___ Supplied entries

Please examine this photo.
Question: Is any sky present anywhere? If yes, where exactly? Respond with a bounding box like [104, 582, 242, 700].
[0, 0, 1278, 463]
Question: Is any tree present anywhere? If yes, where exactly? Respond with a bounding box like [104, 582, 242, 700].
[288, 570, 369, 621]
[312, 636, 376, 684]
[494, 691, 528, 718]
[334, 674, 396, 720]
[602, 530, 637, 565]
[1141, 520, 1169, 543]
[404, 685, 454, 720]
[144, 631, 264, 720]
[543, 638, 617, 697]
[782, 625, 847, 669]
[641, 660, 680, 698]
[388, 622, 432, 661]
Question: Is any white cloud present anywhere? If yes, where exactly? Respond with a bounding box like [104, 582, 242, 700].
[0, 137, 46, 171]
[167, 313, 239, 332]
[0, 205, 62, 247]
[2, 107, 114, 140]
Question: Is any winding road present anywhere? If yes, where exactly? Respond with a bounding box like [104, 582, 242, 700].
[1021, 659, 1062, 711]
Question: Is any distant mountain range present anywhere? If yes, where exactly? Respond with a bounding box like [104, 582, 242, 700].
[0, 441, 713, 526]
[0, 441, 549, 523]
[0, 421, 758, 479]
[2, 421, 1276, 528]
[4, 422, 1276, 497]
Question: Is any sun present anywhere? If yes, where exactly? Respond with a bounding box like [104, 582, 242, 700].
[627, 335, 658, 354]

______

Directions:
The answer is the run of lines that starts at the one containing "Question: Is any distant" and ends at the last line of the material, reproduced exactly.

Response below:
Question: Is any distant mountain range present anywhere? If yes, where exactly? Respond with a bounding box like [104, 582, 242, 700].
[0, 441, 713, 526]
[0, 441, 549, 523]
[0, 421, 758, 479]
[2, 421, 1276, 528]
[4, 422, 1276, 497]
Question: Is any sun present anywhere? If yes, where exactly? Respond with a bounding box like [104, 582, 242, 700].
[627, 335, 658, 354]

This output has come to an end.